PROMPT » Retype every entry below without altering anything.

Stored dataset items:
^^^^

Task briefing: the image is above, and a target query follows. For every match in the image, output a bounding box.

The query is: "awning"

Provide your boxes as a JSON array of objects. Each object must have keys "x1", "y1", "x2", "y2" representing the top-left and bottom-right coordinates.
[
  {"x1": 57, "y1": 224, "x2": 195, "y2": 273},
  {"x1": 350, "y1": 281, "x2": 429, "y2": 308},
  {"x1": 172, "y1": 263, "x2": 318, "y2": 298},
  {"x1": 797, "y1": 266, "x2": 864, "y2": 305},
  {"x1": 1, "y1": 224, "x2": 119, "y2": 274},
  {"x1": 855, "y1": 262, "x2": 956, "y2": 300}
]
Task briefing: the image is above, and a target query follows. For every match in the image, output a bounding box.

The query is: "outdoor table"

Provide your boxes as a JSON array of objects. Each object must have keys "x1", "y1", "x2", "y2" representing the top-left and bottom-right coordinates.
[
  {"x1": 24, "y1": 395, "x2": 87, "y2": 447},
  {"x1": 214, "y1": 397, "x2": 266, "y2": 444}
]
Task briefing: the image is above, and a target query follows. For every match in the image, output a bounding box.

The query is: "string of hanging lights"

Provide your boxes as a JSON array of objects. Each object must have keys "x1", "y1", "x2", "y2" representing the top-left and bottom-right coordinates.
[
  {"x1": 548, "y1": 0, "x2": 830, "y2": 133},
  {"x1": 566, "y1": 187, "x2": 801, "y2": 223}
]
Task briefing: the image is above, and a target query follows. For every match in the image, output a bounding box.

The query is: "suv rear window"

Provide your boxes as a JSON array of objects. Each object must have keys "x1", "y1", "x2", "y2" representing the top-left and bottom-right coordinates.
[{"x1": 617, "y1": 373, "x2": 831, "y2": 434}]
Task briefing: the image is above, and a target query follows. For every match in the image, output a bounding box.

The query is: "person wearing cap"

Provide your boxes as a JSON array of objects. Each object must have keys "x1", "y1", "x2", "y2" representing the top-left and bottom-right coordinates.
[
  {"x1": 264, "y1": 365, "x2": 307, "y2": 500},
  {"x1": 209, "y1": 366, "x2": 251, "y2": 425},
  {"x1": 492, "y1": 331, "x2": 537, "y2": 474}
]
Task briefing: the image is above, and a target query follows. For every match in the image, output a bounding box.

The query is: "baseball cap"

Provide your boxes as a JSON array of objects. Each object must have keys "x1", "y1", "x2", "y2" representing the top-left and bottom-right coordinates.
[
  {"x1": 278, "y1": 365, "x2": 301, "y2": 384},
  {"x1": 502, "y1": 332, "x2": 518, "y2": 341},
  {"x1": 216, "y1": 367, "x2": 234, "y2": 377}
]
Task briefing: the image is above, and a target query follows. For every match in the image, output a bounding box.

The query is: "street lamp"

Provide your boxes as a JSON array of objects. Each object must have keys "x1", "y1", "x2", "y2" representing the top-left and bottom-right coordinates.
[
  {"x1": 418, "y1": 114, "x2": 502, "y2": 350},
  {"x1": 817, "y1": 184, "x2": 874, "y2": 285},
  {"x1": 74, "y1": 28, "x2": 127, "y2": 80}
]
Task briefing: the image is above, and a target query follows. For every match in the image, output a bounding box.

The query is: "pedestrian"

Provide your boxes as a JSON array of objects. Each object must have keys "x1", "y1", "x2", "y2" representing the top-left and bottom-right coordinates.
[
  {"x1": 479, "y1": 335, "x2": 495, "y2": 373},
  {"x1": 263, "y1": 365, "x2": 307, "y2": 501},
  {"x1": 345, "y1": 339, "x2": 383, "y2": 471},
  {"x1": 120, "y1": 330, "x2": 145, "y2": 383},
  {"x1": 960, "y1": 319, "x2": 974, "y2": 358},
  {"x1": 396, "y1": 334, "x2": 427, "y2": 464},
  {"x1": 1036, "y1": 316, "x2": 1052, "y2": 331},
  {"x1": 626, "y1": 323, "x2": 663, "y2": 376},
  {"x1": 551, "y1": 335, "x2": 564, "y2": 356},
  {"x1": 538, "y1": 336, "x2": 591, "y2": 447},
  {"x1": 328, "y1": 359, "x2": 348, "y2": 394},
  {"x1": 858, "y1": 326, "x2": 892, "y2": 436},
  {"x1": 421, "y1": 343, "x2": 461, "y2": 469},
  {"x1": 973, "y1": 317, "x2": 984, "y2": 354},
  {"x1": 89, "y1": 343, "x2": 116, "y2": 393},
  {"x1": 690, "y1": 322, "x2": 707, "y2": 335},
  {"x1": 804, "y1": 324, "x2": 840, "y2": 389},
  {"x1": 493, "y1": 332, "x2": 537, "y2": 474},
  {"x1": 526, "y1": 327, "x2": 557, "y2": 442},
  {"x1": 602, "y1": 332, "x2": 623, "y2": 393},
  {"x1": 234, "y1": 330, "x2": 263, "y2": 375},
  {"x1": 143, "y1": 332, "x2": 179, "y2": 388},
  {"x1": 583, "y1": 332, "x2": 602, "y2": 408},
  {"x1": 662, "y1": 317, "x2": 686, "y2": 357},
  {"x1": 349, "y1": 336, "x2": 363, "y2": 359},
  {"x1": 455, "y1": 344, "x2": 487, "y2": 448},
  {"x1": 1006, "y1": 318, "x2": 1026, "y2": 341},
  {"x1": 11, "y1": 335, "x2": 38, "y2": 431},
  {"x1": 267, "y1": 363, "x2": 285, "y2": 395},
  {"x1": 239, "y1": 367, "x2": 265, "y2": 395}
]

^^^^

SOLUTION FOR THIS TASK »
Task briefing: the image is above, and a target query follows. For every match in the image, output a bounding box.

The query is: "awning"

Provide your boxes as a JSON array of objects. Each object must have keys "x1", "y1", "x2", "y2" representing the top-left and bottom-right coordinates.
[
  {"x1": 57, "y1": 224, "x2": 195, "y2": 273},
  {"x1": 350, "y1": 281, "x2": 429, "y2": 308},
  {"x1": 172, "y1": 263, "x2": 318, "y2": 298},
  {"x1": 797, "y1": 266, "x2": 864, "y2": 305},
  {"x1": 1, "y1": 224, "x2": 119, "y2": 274},
  {"x1": 855, "y1": 262, "x2": 956, "y2": 300}
]
Task briefing: the image is above, and a target query follows. For every match in the image, output a bounding box.

The query is: "outdoor table"

Provide your boxes as a JSON array of objects. Each object must have keys "x1", "y1", "x2", "y2" representing the top-left and bottom-right coordinates.
[
  {"x1": 24, "y1": 395, "x2": 87, "y2": 447},
  {"x1": 214, "y1": 397, "x2": 266, "y2": 444}
]
Task briefing: the image is above, and a target query follows. For every match in the image, output a bounding box.

The query is: "string of hanging lights"

Provide your boxes as a JSON array of objects. Each object must have keys "x1", "y1", "x2", "y2" representing the top-left and bottom-right coordinates.
[
  {"x1": 548, "y1": 0, "x2": 830, "y2": 133},
  {"x1": 566, "y1": 187, "x2": 801, "y2": 223}
]
Task briefing: the image is above, and a target query follows. For every match in the image, output a bounding box.

The query is: "suv rear window"

Provide your boxes as a JSON array of objects. Each object must have keys "x1", "y1", "x2", "y2" representing the top-left and bottom-right coordinates.
[{"x1": 617, "y1": 373, "x2": 831, "y2": 434}]
Task briefing: the image is above, and a target query follows. For every match in the image, output a bounding box.

The query is: "person wearing cap"

Provide your boxes as a JSON array of objects. Each object must have keys "x1", "y1", "x2", "y2" representing the top-left and bottom-right coordinates.
[
  {"x1": 264, "y1": 365, "x2": 307, "y2": 500},
  {"x1": 209, "y1": 366, "x2": 251, "y2": 425},
  {"x1": 492, "y1": 331, "x2": 537, "y2": 474}
]
Task briefing: the image is above, and a target query follows. For every match in the image, output a bounding box.

The query is: "baseball cap"

Provide your boxes as a JSON array of objects. Each object must have keys "x1", "y1", "x2", "y2" representing the top-left and bottom-right coordinates.
[
  {"x1": 278, "y1": 365, "x2": 301, "y2": 384},
  {"x1": 502, "y1": 332, "x2": 518, "y2": 341},
  {"x1": 216, "y1": 367, "x2": 234, "y2": 377}
]
Task briefing: the image is above, and a target query follows. For every match in the image, output a bounding box.

The query is: "street lamp"

Provide your boxes as a JSON array of objects. Each object must have keys "x1", "y1", "x2", "y2" representing the top-left and bottom-right coordinates.
[
  {"x1": 418, "y1": 114, "x2": 502, "y2": 350},
  {"x1": 817, "y1": 184, "x2": 874, "y2": 285},
  {"x1": 74, "y1": 28, "x2": 127, "y2": 80}
]
Task briefing: the image is above, and a target query follows. For every match in the image, output a bounding box.

The query is: "pedestrian"

Provide your boxes as a JSON array of objects. Each object must have keys "x1", "y1", "x2", "y2" representing the top-left and bottom-right coordinates.
[
  {"x1": 479, "y1": 335, "x2": 495, "y2": 373},
  {"x1": 263, "y1": 365, "x2": 307, "y2": 501},
  {"x1": 345, "y1": 339, "x2": 383, "y2": 471},
  {"x1": 120, "y1": 330, "x2": 145, "y2": 383},
  {"x1": 960, "y1": 319, "x2": 974, "y2": 358},
  {"x1": 396, "y1": 334, "x2": 427, "y2": 464},
  {"x1": 1036, "y1": 316, "x2": 1052, "y2": 331},
  {"x1": 626, "y1": 323, "x2": 663, "y2": 376},
  {"x1": 551, "y1": 335, "x2": 564, "y2": 356},
  {"x1": 538, "y1": 336, "x2": 591, "y2": 447},
  {"x1": 328, "y1": 359, "x2": 348, "y2": 394},
  {"x1": 858, "y1": 326, "x2": 892, "y2": 436},
  {"x1": 421, "y1": 343, "x2": 461, "y2": 469},
  {"x1": 973, "y1": 317, "x2": 984, "y2": 354},
  {"x1": 89, "y1": 343, "x2": 116, "y2": 393},
  {"x1": 690, "y1": 322, "x2": 707, "y2": 335},
  {"x1": 804, "y1": 324, "x2": 840, "y2": 389},
  {"x1": 493, "y1": 332, "x2": 537, "y2": 474},
  {"x1": 526, "y1": 327, "x2": 557, "y2": 442},
  {"x1": 602, "y1": 332, "x2": 623, "y2": 393},
  {"x1": 234, "y1": 330, "x2": 263, "y2": 375},
  {"x1": 143, "y1": 332, "x2": 179, "y2": 388},
  {"x1": 583, "y1": 332, "x2": 602, "y2": 408},
  {"x1": 662, "y1": 317, "x2": 686, "y2": 357},
  {"x1": 349, "y1": 336, "x2": 363, "y2": 359},
  {"x1": 455, "y1": 344, "x2": 487, "y2": 448},
  {"x1": 1006, "y1": 318, "x2": 1026, "y2": 341},
  {"x1": 11, "y1": 335, "x2": 38, "y2": 431},
  {"x1": 267, "y1": 363, "x2": 285, "y2": 395},
  {"x1": 239, "y1": 367, "x2": 265, "y2": 395}
]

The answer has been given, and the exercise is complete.